(Beginning of Data supplied)

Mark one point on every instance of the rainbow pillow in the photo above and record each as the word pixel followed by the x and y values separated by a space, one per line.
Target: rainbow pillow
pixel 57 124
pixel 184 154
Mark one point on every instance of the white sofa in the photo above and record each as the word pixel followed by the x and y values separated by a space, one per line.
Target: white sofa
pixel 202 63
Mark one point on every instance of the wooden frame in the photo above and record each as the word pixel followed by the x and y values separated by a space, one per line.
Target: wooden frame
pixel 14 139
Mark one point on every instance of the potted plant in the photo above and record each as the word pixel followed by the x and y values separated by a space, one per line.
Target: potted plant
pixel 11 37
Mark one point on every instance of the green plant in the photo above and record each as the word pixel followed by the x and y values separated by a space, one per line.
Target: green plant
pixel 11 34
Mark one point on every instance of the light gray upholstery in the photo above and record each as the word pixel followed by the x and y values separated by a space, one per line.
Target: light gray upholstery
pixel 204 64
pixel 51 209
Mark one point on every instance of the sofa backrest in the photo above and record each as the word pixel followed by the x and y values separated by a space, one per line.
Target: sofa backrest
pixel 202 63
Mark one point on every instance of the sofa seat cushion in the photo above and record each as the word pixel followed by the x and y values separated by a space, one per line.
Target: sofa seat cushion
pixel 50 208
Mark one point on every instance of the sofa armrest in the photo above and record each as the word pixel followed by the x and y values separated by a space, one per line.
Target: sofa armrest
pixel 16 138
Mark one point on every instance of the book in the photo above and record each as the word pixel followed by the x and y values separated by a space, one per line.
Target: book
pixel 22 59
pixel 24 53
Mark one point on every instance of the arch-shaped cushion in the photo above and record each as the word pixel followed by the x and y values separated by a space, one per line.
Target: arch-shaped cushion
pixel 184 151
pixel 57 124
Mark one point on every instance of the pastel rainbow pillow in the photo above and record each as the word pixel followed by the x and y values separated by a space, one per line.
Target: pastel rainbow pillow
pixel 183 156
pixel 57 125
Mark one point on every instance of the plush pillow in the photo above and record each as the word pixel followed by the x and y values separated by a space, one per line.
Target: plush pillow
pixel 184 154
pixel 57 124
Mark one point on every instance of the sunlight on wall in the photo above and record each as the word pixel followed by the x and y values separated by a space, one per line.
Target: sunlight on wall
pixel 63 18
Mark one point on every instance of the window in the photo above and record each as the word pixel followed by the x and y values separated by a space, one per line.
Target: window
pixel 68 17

(End of Data supplied)

▶ Goal of the exercise:
Each line of the listing has to be reproduced exactly.

▶ Solved problem:
Mark one point on every instance of the rainbow pillow in the photo above and record each as the word pixel followed by the x and y values separated by a space, one per line.
Target: rainbow pillow
pixel 57 124
pixel 184 154
Mark one point on every instance of the white sofa in the photo above and record each as the word pixel followed by the x and y values separated by a space, one per line.
Target: white sofa
pixel 202 63
Mark one point on every instance of the wooden frame in the photo above and record each as the word pixel followed by the x and y values separated by a space, one per line.
Target: wooden frame
pixel 14 139
Mark one point on every instance of the potted plant in the photo above and record each as the word pixel followed by the x and y values separated by a space, one per line.
Target: potted plant
pixel 11 37
Mark one point on every instance of the green plant in the photo above and record each as the word pixel followed by the x and y values separated by a space, one per line.
Target: green plant
pixel 11 34
Mark one point on every instance of the light gray upholstery in the photo above and record each as the word pixel followed by the x and y values separated by a space, one per line.
Target: light gray upholstery
pixel 204 64
pixel 51 209
Mark one point on every instance of the sofa backrest in the photo above and record each as the word pixel followed by the x and y values separated by a space, one per line.
Target: sofa backrest
pixel 202 63
Mark one point on every instance of the sofa seat cushion in the photo above and record each as the word pixel followed by the x and y values separated by a space, one per line.
Target: sofa seat cushion
pixel 50 208
Mark one point on every instance of the sofa armrest in the photo above and record each as the word pixel followed by the x and y values separated by a space, one per line.
Target: sofa armrest
pixel 16 138
Mark one point on every instance of the book in the photo above and record each as the word pixel followed by the x and y values separated by a space, one per line.
Target: book
pixel 22 59
pixel 24 53
Mark one point on every instance of the arch-shaped cushion in the photo above and record each as the word pixel followed by the x and y values separated by a space, one per line.
Target: arch-shaped cushion
pixel 184 151
pixel 57 124
Mark one point on every instance of the pastel rainbow pillow in the photo above and record each as the word pixel followed by the x and y values separated by a space, one per line.
Target: pastel rainbow pillow
pixel 183 156
pixel 57 125
Mark one point on every instance of the plush pillow in the photo above and record each as the word pixel followed by the x and y values separated by a space, one per line.
Target: plush pillow
pixel 184 154
pixel 57 124
Mark one point on every instance of the sunlight on wall in the photo above and record each as the word pixel followed by the x and y values separated by a space, one per line.
Target: sunlight on wall
pixel 63 18
Mark one point on every instance of the window in the photo above and record each as the word pixel followed by the x and y values separated by a space, one per line.
Target: window
pixel 68 17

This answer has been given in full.